EXERCICE COURT: D'après l'extrait sur l'étude Effinergie, combien de logements et de projets tertiaires le rapport étudie-t-il ?

EXTRAIT DU TEXTE:
::::::::::

Par Yann DERVYN, Directeur du Collectif Effinergie
Cette étude a pour objectif de formuler des propositions concrètes afin de contribuer à l'amélioration des futures réglementations en particulier la Réglementation Environnementale RE 2020 à venir. Elle analyse et compare des projets RT2012, E+C-, Effinergie+ et Bepos-Effinergie 2013, regroupés par typologie de bâtiments et segmentés selon les choix énergétiques.
Season 05 – MO : SEFRI-CIME Activités et Services – Architecte : Jean Paul Viguier et Associés - Effinergie+
Intitulée "Etude sur les pratiques RT2012 et les labels Effinergie", ce rapport de 41 pages étudie sur plus de 50 000 logements, et 75 projets tertiaires, le coefficient Bbio, la consommation conventionnelle d'énergie primaire (Cep), les déperditions du bâtiment, les résistances thermiques des parois opaques et les ponts thermiques.
Pour chaque typologie de bâtiment, les paramètres suivants sont étudiés :
- Le coefficient Bbio,
- La consommation conventionnelle d’énergie primaire (Cep),
- Les déperditions du bâtiment par parois et totales,
- Les résistances thermiques des parois opaques,
Les ponts thermiques : Psi 9 des planchers et Psi global moyen.

::::::::::

ENREGISTREMENTS PRÉSENTÉS:
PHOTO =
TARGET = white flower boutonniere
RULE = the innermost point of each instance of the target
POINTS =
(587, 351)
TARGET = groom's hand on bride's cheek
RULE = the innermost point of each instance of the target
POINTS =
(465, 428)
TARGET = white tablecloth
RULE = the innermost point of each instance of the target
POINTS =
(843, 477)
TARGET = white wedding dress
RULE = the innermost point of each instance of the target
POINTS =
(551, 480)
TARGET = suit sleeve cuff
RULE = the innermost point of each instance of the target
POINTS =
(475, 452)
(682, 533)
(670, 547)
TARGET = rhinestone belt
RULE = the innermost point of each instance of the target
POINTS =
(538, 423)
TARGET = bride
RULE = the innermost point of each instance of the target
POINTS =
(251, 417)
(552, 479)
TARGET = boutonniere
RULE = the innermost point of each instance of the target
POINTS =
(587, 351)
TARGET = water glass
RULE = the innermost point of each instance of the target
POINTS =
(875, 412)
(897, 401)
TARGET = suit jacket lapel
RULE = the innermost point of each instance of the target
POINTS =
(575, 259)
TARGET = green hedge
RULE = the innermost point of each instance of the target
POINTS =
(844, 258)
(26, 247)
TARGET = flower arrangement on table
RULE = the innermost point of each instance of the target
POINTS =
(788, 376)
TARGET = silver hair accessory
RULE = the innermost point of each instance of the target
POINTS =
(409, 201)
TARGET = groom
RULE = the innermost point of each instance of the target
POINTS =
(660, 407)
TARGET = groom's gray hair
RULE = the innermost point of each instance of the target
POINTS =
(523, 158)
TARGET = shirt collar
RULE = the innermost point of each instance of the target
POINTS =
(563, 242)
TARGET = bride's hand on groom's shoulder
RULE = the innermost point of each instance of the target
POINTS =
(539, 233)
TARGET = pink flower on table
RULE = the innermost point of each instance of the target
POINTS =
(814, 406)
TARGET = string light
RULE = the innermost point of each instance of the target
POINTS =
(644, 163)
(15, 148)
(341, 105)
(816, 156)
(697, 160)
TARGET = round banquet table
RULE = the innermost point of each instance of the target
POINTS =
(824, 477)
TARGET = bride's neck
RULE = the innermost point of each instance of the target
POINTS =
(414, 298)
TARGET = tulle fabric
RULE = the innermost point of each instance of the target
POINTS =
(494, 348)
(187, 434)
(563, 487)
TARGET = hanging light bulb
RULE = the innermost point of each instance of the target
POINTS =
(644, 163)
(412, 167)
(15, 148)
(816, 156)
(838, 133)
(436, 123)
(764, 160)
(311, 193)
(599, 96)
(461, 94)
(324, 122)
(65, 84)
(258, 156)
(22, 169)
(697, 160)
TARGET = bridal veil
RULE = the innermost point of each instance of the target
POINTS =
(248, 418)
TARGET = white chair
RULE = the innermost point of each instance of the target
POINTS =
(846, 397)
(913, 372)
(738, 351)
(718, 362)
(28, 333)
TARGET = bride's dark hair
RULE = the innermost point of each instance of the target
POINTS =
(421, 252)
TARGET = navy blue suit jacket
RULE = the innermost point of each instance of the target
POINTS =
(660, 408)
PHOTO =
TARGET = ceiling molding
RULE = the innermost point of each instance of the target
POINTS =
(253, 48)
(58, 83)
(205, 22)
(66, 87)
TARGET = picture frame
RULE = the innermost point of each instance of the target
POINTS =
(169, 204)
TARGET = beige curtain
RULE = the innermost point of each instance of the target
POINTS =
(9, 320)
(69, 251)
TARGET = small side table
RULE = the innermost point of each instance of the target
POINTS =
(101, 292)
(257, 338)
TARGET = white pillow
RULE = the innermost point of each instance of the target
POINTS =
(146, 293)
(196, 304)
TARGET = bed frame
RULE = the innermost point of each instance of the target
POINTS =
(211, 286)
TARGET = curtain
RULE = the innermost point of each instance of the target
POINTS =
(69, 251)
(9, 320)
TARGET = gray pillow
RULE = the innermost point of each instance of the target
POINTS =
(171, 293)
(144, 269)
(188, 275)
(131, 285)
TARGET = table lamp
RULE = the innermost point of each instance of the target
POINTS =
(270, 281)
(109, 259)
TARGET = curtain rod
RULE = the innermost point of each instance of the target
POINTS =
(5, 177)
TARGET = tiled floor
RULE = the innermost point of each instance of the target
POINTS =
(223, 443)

::::::::::

RÉPONSE ATTENDUE: Plus de 50 000 logements et 75 projets tertiaires.